PROBLEM TO WORK ON: Set the whole listing down again without deviation.

****

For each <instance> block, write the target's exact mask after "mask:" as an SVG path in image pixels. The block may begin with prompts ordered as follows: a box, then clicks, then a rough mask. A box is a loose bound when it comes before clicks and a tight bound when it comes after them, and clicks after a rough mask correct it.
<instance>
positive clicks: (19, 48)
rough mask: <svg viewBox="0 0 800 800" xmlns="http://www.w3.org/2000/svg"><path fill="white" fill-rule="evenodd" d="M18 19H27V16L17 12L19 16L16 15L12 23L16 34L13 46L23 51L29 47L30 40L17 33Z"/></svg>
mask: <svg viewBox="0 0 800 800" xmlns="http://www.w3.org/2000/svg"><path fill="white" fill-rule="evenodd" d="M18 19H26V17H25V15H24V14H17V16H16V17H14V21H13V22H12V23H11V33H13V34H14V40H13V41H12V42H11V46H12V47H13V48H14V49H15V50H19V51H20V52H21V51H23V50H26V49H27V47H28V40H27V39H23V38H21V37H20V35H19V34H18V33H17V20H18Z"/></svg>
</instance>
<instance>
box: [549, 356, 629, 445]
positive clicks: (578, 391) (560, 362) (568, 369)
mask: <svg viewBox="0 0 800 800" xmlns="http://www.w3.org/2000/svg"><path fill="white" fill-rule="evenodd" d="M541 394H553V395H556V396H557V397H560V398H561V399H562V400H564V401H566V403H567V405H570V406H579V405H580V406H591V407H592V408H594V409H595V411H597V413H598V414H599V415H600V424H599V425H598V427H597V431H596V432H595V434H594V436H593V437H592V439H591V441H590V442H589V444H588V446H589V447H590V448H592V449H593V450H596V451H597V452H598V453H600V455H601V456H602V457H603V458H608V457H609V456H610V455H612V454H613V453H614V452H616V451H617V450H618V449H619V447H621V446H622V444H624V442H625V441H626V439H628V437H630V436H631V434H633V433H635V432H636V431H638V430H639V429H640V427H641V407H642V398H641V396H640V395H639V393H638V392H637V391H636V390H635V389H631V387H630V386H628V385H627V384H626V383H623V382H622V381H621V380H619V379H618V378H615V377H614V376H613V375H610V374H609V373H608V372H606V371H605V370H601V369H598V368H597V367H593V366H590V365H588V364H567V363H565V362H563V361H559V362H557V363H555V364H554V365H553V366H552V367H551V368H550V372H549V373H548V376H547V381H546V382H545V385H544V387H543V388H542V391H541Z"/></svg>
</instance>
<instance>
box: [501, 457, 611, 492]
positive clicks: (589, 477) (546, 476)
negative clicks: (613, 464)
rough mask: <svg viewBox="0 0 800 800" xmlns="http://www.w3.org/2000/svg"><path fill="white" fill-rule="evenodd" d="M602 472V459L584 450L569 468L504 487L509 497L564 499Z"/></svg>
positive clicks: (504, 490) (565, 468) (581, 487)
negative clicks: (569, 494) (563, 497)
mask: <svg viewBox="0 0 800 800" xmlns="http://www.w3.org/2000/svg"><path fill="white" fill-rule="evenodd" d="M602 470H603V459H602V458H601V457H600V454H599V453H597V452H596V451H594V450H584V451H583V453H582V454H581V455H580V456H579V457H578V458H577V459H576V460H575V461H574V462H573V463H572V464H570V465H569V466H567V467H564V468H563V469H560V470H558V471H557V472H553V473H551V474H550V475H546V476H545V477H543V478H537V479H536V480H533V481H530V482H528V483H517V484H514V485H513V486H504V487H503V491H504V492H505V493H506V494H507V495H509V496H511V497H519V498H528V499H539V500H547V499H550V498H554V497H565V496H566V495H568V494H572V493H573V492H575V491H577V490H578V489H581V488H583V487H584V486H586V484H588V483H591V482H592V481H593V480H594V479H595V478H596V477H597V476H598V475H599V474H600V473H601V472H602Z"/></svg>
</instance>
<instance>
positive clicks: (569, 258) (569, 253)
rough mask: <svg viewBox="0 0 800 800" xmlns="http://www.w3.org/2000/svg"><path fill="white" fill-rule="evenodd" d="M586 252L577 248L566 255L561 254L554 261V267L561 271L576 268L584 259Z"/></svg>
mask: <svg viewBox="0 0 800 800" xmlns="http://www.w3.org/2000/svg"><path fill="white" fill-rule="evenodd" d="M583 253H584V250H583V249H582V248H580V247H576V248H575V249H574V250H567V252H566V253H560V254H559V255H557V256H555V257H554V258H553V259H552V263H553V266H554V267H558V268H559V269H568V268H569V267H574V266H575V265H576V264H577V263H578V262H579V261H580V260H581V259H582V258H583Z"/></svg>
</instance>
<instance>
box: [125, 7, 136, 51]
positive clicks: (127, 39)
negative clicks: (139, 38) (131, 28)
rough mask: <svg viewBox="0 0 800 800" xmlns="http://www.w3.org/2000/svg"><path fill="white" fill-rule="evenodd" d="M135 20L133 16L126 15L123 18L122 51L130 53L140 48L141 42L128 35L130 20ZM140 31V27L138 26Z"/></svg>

****

REPLY:
For each <instance> block, write the target's exact mask after "mask:" as an SVG path in image pixels. The block may begin with prompts ordered as follows: a box, then clicks, then a rough mask. A box is a loose bound when it comes before clicks and a tight bound when it comes after them, and clicks after a rough mask correct it.
<instance>
positive clicks: (19, 48)
rough mask: <svg viewBox="0 0 800 800" xmlns="http://www.w3.org/2000/svg"><path fill="white" fill-rule="evenodd" d="M18 19H27V16L17 12L19 16L16 15L12 23L16 34L13 46L23 51L29 47L30 40L17 33Z"/></svg>
mask: <svg viewBox="0 0 800 800" xmlns="http://www.w3.org/2000/svg"><path fill="white" fill-rule="evenodd" d="M18 19H26V17H25V15H24V14H17V16H16V17H14V21H13V22H12V23H11V33H13V34H14V40H13V41H12V42H11V46H12V47H13V48H14V49H15V50H19V51H20V52H21V51H23V50H26V49H27V47H28V40H27V39H23V38H21V37H20V35H19V34H18V33H17V20H18Z"/></svg>
</instance>
<instance>
box: [549, 356, 629, 445]
positive clicks: (578, 391) (560, 362) (568, 369)
mask: <svg viewBox="0 0 800 800" xmlns="http://www.w3.org/2000/svg"><path fill="white" fill-rule="evenodd" d="M541 394H553V395H556V396H557V397H560V398H561V399H562V400H564V401H566V403H567V405H570V406H579V405H580V406H591V407H592V408H594V409H595V411H597V413H598V414H599V415H600V424H599V425H598V427H597V431H596V432H595V434H594V436H593V437H592V439H591V441H590V442H589V444H588V446H589V447H590V448H592V449H593V450H596V451H597V452H598V453H600V455H601V456H602V457H603V458H608V457H609V456H610V455H612V454H613V453H614V452H616V451H617V450H618V449H619V447H621V446H622V444H624V442H625V441H626V439H628V437H630V436H631V434H633V433H635V432H636V431H638V430H639V429H640V427H641V407H642V398H641V396H640V395H639V393H638V392H637V391H636V390H635V389H631V387H630V386H628V385H627V384H626V383H623V382H622V381H621V380H619V379H618V378H615V377H614V376H613V375H610V374H609V373H608V372H606V371H605V370H601V369H598V368H597V367H593V366H590V365H588V364H567V363H565V362H563V361H559V362H557V363H555V364H554V365H553V366H552V367H551V368H550V372H549V373H548V376H547V381H546V382H545V385H544V387H543V388H542V391H541Z"/></svg>
</instance>
<instance>
box: [501, 457, 611, 492]
positive clicks: (589, 477) (546, 476)
negative clicks: (613, 464)
rough mask: <svg viewBox="0 0 800 800" xmlns="http://www.w3.org/2000/svg"><path fill="white" fill-rule="evenodd" d="M602 472V459L584 450L569 468L504 487L509 497L564 499Z"/></svg>
positive clicks: (504, 490) (565, 468) (581, 487)
negative clicks: (569, 494) (563, 497)
mask: <svg viewBox="0 0 800 800" xmlns="http://www.w3.org/2000/svg"><path fill="white" fill-rule="evenodd" d="M602 470H603V459H602V458H601V457H600V454H599V453H597V452H596V451H594V450H584V451H583V453H582V454H581V455H580V456H579V457H578V458H577V459H576V460H575V461H574V462H573V463H572V464H570V465H569V466H567V467H564V468H563V469H560V470H558V471H557V472H553V473H551V474H550V475H546V476H545V477H543V478H537V479H536V480H533V481H530V482H528V483H517V484H514V485H513V486H504V487H503V491H504V492H505V493H506V494H507V495H509V496H511V497H519V498H528V499H539V500H547V499H550V498H554V497H565V496H566V495H568V494H572V493H573V492H575V491H577V490H578V489H581V488H583V487H584V486H586V484H588V483H591V482H592V481H593V480H594V479H595V478H596V477H597V476H598V475H599V474H600V473H601V472H602Z"/></svg>
</instance>
<instance>
positive clicks: (569, 258) (569, 253)
rough mask: <svg viewBox="0 0 800 800" xmlns="http://www.w3.org/2000/svg"><path fill="white" fill-rule="evenodd" d="M586 252L577 248L566 255L561 254L554 261V267L561 271L576 268L584 259Z"/></svg>
mask: <svg viewBox="0 0 800 800" xmlns="http://www.w3.org/2000/svg"><path fill="white" fill-rule="evenodd" d="M583 253H584V250H583V249H582V248H580V247H576V248H575V249H574V250H567V252H566V253H560V254H559V255H557V256H555V257H554V258H553V259H552V263H553V266H554V267H558V268H559V269H568V268H569V267H574V266H575V265H576V264H577V263H578V262H579V261H580V260H581V259H582V258H583Z"/></svg>
</instance>
<instance>
box: [125, 7, 136, 51]
positive clicks: (127, 39)
negative clicks: (139, 38) (131, 28)
rough mask: <svg viewBox="0 0 800 800" xmlns="http://www.w3.org/2000/svg"><path fill="white" fill-rule="evenodd" d="M135 20L133 16L126 15L123 18L122 51L130 53L140 48L141 42L128 35L130 20ZM140 31V27L138 26Z"/></svg>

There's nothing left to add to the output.